Gerçek ama inanılması güç bir olayı, kurmaca ve gerçeğin iç içe geçtiği
görüntülerle anlatan yönetmen Layton
aynı zamanda, izleyeni ekrana çivileyen bir gerilim yaratmayı da başarıyordu…
6.All Is Lost / Sona Doğru
(J.C.CHANDOR) : Hakettiği değeri bulamadığına inandığım son derece başarılı
ilk filmi Margin Call’dan sonra J.C.Chandor, bu kez tamamen başka ama
yine mükemmel bir filmle geri döndü. All
Is Lost’u, tek karakterin bir şekilde kendini doğada, bir tehlikenin
ortasında bulduğu ve kurtulmak için çabaladığı onlarca filmden ayıran en önemli
şey, yönetmenin saf sinemaya ulaşma
çabasının yansıması olan anlatımıydı. Tek karakterimizin başta dış ses
aracılığıyla verilen notu haricinde, hiçbir diyaloğun, hayali arkadaşın,
tanrıya yakarış vs.nin olmadığı film, maksimum keyif alabilmek için son derece
dikkat isteyen bir anlatıma sahipti. Finalde gelinen inanç ile ilgili alt metni ise bütün bir filmi tekrar gözden
geçirmeyi gerektirecek kadar önemliydi. Ayrıca Robert Redford'un oyunculuğu da çok değerliydi...

━━━━━━━━━━━━━━━━━━━━

● **Verilen görev 1**
Kayıtlarda "Expected behaviour: mark a point on the ripe" ifadesini içeren satır ile "580], [542, 251]]" ifadesini içeren satır arasındaki satırları, iki uç satır da dahil olmak üzere, bir JSON listesine aktarın. Her satır listede ayrı bir dize olsun ve boş satırlar listeye alınmasın.

━━━━━━━━━━━━━━━━━━━━

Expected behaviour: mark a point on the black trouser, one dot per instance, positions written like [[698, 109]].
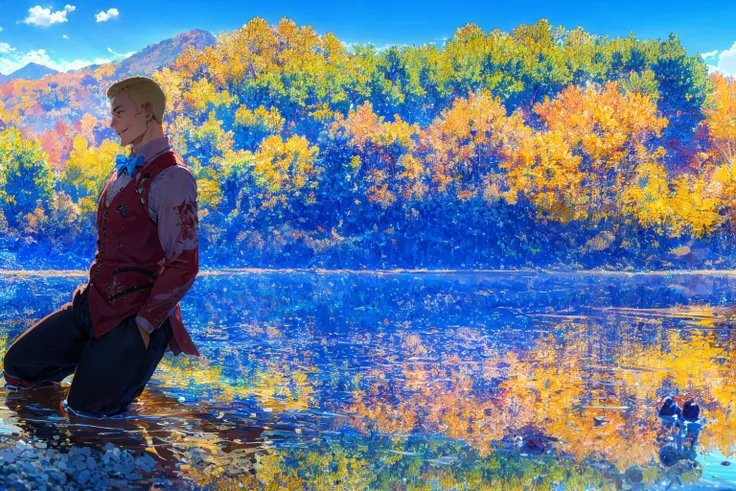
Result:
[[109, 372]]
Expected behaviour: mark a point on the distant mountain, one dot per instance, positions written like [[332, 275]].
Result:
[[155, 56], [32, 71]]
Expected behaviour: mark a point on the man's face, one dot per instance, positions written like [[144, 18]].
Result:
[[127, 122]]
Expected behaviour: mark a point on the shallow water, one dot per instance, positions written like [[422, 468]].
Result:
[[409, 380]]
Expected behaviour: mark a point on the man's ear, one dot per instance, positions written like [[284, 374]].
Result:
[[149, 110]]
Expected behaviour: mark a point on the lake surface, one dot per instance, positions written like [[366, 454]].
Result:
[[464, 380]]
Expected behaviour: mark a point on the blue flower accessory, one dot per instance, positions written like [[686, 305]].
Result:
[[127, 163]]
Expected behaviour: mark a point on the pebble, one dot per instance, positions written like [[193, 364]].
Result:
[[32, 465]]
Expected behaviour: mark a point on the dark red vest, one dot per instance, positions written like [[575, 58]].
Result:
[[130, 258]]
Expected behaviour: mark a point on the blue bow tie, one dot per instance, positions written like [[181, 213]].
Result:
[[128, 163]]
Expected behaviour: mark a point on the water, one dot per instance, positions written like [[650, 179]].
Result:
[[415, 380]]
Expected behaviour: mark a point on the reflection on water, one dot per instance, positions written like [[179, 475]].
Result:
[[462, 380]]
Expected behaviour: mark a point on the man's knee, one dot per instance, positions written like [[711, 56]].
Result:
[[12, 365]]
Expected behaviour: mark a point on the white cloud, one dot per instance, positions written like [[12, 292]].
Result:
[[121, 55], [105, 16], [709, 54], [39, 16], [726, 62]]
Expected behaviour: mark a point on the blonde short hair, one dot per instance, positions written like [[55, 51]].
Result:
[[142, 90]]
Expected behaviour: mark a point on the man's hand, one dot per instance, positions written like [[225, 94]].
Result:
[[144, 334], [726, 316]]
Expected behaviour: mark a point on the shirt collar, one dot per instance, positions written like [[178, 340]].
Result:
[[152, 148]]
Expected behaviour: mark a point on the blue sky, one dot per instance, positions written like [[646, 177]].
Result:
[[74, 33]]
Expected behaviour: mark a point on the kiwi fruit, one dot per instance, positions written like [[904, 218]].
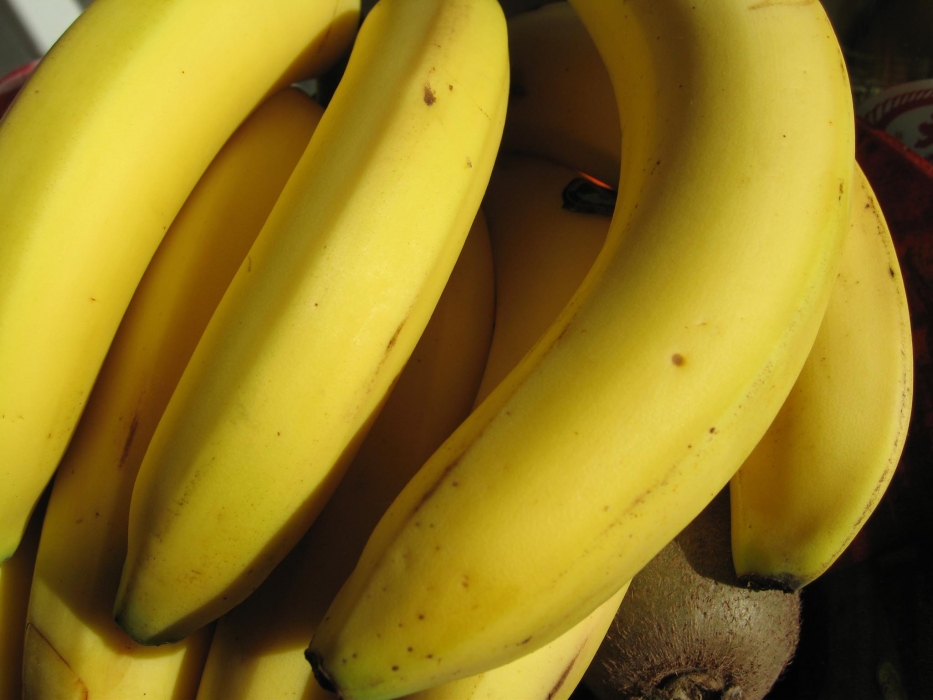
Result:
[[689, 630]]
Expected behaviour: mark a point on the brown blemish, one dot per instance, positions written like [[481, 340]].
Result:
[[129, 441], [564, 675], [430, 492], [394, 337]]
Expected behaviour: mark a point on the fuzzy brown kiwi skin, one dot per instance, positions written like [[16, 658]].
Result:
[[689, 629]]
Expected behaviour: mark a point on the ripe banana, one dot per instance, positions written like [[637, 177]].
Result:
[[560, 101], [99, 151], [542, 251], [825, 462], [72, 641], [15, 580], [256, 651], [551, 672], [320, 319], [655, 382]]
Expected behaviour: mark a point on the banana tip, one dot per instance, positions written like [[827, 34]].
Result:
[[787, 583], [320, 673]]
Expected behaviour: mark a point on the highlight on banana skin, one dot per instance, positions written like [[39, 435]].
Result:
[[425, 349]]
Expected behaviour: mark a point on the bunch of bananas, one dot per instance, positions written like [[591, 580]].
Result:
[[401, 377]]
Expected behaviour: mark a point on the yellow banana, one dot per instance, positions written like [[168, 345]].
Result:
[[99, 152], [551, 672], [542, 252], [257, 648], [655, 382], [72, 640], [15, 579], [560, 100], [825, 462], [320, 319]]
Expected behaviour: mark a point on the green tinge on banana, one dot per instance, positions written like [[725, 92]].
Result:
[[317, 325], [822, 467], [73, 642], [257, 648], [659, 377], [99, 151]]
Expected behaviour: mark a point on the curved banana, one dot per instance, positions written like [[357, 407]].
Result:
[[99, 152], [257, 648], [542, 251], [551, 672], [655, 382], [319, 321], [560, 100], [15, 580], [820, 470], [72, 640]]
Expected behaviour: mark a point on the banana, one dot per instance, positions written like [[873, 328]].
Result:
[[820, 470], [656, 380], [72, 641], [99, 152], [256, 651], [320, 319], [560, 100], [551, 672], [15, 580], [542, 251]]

━━━━━━━━━━━━━━━━━━━━

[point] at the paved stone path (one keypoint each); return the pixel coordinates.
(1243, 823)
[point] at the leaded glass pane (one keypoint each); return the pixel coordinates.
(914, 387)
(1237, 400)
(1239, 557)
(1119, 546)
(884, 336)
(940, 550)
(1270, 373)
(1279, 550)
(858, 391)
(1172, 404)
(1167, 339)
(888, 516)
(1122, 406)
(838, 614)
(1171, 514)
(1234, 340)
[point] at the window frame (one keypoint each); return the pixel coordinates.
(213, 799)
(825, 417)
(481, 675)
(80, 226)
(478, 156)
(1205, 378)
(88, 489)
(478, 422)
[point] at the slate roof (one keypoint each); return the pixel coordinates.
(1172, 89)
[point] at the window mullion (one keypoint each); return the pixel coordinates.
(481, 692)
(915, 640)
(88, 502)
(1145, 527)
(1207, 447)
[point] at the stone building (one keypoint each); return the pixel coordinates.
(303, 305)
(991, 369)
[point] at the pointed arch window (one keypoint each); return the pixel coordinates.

━━━━━━━━━━━━━━━━━━━━

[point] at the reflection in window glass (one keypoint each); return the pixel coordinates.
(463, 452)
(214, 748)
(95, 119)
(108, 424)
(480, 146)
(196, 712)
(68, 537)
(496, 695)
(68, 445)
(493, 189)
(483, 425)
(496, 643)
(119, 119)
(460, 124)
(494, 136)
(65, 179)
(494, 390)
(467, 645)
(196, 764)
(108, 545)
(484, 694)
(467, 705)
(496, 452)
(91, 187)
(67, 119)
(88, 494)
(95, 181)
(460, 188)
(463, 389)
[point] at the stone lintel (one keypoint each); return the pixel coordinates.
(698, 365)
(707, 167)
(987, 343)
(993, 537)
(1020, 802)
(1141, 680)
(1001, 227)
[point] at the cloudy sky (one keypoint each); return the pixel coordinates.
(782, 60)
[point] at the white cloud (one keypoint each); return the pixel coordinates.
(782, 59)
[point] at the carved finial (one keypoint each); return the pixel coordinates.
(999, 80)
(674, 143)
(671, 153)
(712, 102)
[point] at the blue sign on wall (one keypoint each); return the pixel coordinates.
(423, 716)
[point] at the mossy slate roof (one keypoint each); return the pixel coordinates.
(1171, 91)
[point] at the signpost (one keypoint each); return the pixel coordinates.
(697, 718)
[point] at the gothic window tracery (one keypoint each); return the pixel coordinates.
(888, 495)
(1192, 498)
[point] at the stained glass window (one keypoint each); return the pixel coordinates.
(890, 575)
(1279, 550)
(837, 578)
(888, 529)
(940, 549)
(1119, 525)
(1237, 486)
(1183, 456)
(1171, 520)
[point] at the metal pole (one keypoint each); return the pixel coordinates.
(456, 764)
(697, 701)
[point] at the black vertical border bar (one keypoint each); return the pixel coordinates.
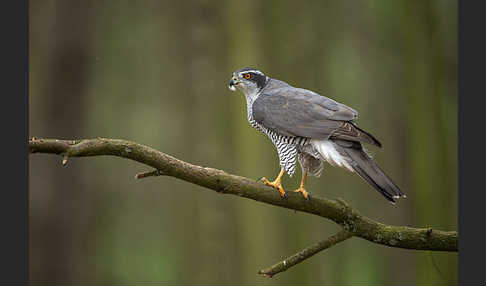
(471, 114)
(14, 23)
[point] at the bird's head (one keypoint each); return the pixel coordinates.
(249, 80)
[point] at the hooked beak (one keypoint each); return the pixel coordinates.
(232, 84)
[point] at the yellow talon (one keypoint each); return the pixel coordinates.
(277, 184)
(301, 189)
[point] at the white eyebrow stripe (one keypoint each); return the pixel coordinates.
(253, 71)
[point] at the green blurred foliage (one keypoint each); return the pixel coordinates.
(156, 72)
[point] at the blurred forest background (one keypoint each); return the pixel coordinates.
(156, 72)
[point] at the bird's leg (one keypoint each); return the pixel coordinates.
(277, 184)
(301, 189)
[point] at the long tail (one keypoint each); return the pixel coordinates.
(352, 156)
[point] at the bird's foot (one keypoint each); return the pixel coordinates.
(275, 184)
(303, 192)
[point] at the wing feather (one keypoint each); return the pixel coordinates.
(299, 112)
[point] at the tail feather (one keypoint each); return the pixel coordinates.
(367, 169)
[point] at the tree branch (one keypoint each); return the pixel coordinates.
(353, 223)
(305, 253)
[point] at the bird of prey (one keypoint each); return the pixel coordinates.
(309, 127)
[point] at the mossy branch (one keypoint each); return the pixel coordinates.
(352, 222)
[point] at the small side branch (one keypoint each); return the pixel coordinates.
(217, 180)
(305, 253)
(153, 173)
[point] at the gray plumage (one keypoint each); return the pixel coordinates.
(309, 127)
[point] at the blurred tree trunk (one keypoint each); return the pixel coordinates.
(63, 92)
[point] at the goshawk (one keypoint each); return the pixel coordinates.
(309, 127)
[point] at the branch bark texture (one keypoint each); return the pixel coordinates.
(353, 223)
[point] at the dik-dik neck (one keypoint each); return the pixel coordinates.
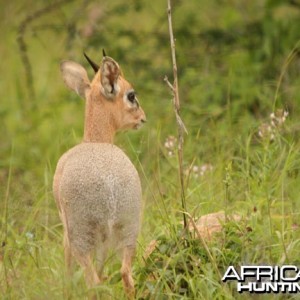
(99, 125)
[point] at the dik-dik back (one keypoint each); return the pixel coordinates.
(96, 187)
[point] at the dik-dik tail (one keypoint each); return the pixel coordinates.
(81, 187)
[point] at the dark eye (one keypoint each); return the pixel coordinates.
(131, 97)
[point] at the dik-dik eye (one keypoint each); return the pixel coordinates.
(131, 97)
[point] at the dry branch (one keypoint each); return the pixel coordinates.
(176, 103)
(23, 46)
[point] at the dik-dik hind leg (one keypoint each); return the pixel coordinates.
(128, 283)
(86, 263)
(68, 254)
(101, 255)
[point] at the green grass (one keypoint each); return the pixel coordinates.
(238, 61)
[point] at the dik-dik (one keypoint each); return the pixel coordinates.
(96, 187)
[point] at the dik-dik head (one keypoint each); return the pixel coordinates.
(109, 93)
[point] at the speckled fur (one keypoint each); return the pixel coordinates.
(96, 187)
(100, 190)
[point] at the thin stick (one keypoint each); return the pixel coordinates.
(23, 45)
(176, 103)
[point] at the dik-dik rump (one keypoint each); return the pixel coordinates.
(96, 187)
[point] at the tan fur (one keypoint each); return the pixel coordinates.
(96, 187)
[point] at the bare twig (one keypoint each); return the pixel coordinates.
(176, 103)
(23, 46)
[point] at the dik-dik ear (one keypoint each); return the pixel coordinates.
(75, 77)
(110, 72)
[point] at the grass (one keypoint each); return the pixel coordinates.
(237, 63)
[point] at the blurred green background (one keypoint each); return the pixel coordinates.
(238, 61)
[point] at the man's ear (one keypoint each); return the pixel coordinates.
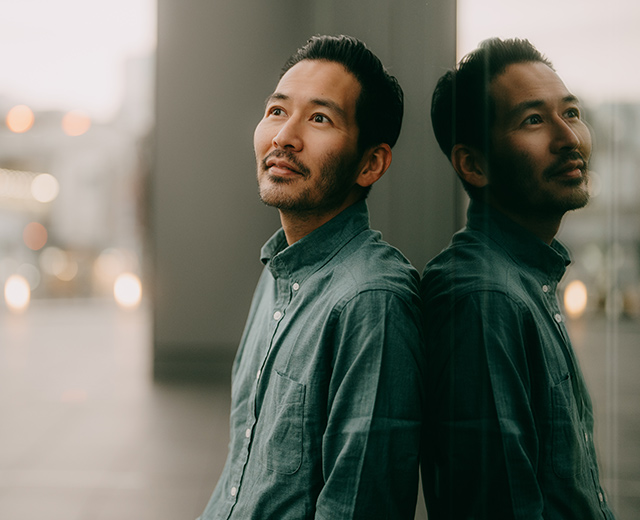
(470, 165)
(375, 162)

━━━━━━━━━━━━━━━━━━━━

● **Verilen görev 2**
Filmler üzerine yazılmış metni, son cümlesinden sonra gelecek şekilde sürdürün.

● **Alıştırma sonucu 1**
[
  "Expected behaviour: mark a point on the ripe banana, one dot per instance, positions written like [[637, 177]].",
  "Result:",
  "[[560, 101], [99, 151], [542, 251], [825, 462], [72, 641], [15, 580], [256, 651], [551, 672], [320, 319], [655, 382]]",
  "Expected behaviour: mark a point on the banana tip, one dot per instance, positions written like [[827, 34]].",
  "Result:",
  "[[787, 583], [320, 673]]",
  "Expected behaviour: mark a point on the highlight on banana skin, one dot per instance, positions written like [[39, 435]].",
  "Result:",
  "[[425, 349]]",
  "Expected behaviour: mark a point on the bunch of bananas, one dot per instance, positions written like [[591, 580]].",
  "Result:",
  "[[401, 377]]",
  "Expected behaviour: mark a point on the yellow banana, one dot per instance, positions written like [[168, 345]].",
  "Result:",
  "[[99, 152], [551, 672], [542, 252], [257, 648], [655, 382], [72, 640], [15, 579], [560, 100], [825, 462], [320, 319]]",
  "Expected behaviour: mark a point on the green tinge on banana, one dot per instance, positions written like [[725, 92]].",
  "Result:",
  "[[317, 325], [822, 467], [73, 642], [257, 648], [659, 377], [99, 151]]",
  "Expected behaviour: mark a point on the curved banana, one dot per instance, positions written like [[357, 407]].",
  "Result:",
  "[[99, 152], [257, 648], [542, 251], [551, 672], [655, 382], [319, 321], [560, 100], [15, 580], [820, 470], [72, 640]]",
  "Expected behaviour: mark a point on the banana, one dot per instance, positions written like [[873, 328]].",
  "Result:",
  "[[820, 470], [656, 380], [72, 641], [99, 152], [256, 651], [320, 319], [560, 100], [551, 672], [15, 580], [542, 251]]"
]

● **Alıştırma sonucu 2**
5. Dans La Maison / Evde
(François OZON) : Ozon’un saat gibi işleyen filmi, taşıdığı edebi tat ile
de son derece anlamlı ve değerliydi.Hitchcock
ve Pasolini göndermeleri ile de
değer kazanan film aynı zamanda sinema sanatının kendisi ve anlamı üzerine düşünmeye
itecek sorular soran cinstendi…
4.Blue Is The Warmest
Color / Mavi En Sıcak Renktir (Abdellatif KECHICHE) : Öykü
olarak herhangi bir yenilik veya orjinallik barındırmamasına karşın,üç saatlik
bir süre boyunca kendini dikkatle izleten, giderek derinleşen, genç ruhunu çok
iyi kavrayan ve yansıtan saf bir aşk filmi çekmek gibi bir zorluğun altından
başarıyla kalkan Kechiche’in filmi şüphesiz yılın unutulmazlarından biriydi.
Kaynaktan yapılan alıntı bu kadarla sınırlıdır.